## CHALLENGE:
Rewrite every line of the entries below as one numbered list, leaving out any blank lines.

§

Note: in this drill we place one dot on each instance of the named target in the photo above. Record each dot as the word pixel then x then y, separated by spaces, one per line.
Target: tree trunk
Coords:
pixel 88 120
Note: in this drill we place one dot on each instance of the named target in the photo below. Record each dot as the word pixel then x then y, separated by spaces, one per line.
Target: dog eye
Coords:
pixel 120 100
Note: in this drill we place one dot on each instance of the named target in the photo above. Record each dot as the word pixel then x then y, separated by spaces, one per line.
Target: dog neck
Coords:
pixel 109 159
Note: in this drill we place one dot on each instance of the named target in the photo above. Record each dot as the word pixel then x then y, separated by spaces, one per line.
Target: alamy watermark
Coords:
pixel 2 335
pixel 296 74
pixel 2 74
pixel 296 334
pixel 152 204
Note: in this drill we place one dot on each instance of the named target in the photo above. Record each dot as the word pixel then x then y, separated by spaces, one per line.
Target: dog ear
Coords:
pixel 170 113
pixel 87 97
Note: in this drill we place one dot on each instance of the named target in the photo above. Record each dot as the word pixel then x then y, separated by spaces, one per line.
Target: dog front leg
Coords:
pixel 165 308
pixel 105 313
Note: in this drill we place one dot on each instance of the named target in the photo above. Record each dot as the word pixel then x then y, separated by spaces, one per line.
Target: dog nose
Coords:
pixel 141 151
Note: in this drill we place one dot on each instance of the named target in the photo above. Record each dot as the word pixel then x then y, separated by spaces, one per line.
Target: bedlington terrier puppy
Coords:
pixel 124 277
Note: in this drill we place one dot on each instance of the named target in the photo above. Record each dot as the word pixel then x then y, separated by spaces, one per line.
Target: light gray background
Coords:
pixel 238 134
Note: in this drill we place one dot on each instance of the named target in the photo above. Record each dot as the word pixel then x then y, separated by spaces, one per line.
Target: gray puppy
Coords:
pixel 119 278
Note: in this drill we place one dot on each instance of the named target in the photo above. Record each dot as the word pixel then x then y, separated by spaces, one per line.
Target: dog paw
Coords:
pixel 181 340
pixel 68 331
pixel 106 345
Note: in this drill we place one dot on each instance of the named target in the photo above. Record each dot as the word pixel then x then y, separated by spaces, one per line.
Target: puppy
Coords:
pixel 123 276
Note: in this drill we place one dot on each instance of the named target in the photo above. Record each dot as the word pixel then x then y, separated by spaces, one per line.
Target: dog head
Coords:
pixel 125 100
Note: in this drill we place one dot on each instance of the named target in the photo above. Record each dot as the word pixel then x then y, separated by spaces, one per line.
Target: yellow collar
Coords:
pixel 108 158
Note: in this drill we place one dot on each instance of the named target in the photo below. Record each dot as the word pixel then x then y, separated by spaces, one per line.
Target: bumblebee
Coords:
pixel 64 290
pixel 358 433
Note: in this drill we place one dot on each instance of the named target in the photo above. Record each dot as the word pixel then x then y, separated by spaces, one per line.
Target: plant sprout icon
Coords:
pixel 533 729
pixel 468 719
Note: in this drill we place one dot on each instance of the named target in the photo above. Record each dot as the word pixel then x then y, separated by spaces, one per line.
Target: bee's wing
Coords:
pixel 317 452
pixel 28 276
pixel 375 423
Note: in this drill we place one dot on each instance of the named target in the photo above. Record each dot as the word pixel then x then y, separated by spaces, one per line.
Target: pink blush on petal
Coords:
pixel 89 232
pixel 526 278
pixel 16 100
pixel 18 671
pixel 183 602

§

## ANSWER TO THE EXERCISE:
1. Note: in this drill we place one dot on each instance of the named target in the photo above. Record each dot as the word pixel then x then y, separated by spaces, one per line.
2. Target: tree trunk
3. Coords:
4. pixel 88 120
5. Note: in this drill we place one dot on each instance of the named target in the photo below. Record each dot as the word pixel then x then y, separated by spaces, one per line.
6. Target: dog eye
7. Coords:
8. pixel 120 100
9. Note: in this drill we place one dot on each instance of the named target in the photo above. Record each dot as the word pixel then x then y, separated by spaces, one per line.
10. Target: dog neck
11. Coords:
12. pixel 109 159
13. Note: in this drill we place one dot on each instance of the named target in the photo above. Record each dot as the word pixel then x then y, separated by spaces, one per line.
14. Target: alamy watermark
15. Coords:
16. pixel 2 335
17. pixel 296 74
18. pixel 2 74
19. pixel 296 334
20. pixel 152 204
21. Note: in this drill we place one dot on each instance of the named target in the photo above. Record each dot as the word pixel then x then y, separated by spaces, one per line.
22. Target: dog ear
23. Coords:
24. pixel 170 113
25. pixel 87 97
26. Note: in this drill we place one dot on each instance of the named target in the photo above. Record each dot as the word pixel then x then y, separated by spaces, one per line.
27. Target: dog front leg
28. Coords:
29. pixel 165 308
30. pixel 105 313
31. Note: in this drill we place one dot on each instance of the named target in the photo above. Record each dot as the word pixel then x then y, separated by spaces, one per line.
32. Target: dog nose
33. Coords:
34. pixel 141 151
35. Note: in this drill we place one dot on each instance of the named target in the photo above. Record each dot as the word pixel then x then y, separated by spaces, one per line.
36. Target: bedlington terrier puppy
37. Coords:
38. pixel 124 277
39. Note: in this drill we place one dot on each instance of the named target in the photo above. Record each dot as the word pixel then x then y, separated by spaces, one per line.
40. Target: light gray background
41. Coords:
42. pixel 238 134
43. Note: in this drill we place one dot on each instance of the named target in the photo above. Record each dot as the word pixel then x then y, separated by spaces, one per line.
44. Target: gray puppy
45. Coords:
46. pixel 119 278
47. Note: in this drill we place one dot on each instance of the named target in the photo above. Record each dot as the word pixel then x then y, separated by spaces, one per line.
48. Target: dog paw
49. Coords:
50. pixel 181 340
51. pixel 68 331
52. pixel 106 345
53. Note: in this drill we place one dot on each instance of the named target in the photo above. Record each dot as the word pixel then x then y, separated by spaces, one per line.
54. Target: puppy
55. Coords:
56. pixel 123 276
57. Note: in this drill we place one dot on each instance of the named target in the photo above. Record each dot as the word pixel then x then y, separated by spaces, one per line.
58. Target: dog head
59. Coords:
60. pixel 125 100
61. Note: in this drill we place one dot on each instance of the named target in the photo above. Record each dot as the word pixel then x then y, separated by spaces, one per line.
62. Target: yellow collar
63. Coords:
64. pixel 108 158
65. Note: in this drill we place one dot on each instance of the named target in the photo below. Record each dot as the word pixel then x then y, separated by spaces, one per line.
66. Target: bumblebee
67. Coords:
68. pixel 64 290
69. pixel 358 433
70. Note: in this drill we place one dot on each instance of the named target in the photo above. Record each dot as the word pixel then x then y, separated by spaces, one per line.
71. Target: plant sprout icon
72. Coords:
73. pixel 533 729
74. pixel 468 719
75. Note: in this drill we place one dot on each instance of the named target in the photo above. Record each dot as the word pixel then x then y, separated by spaces, one per line.
76. Target: bee's wing
77. Coords:
78. pixel 317 452
79. pixel 28 276
80. pixel 375 423
81. Note: in this drill we place one dot on each instance of the named target in the photo above. Record each dot as the word pixel then x then y, separated by spaces, one per line.
82. Target: pink blush on petal
83. Coords:
84. pixel 89 232
85. pixel 526 278
86. pixel 16 100
87. pixel 18 671
88. pixel 183 602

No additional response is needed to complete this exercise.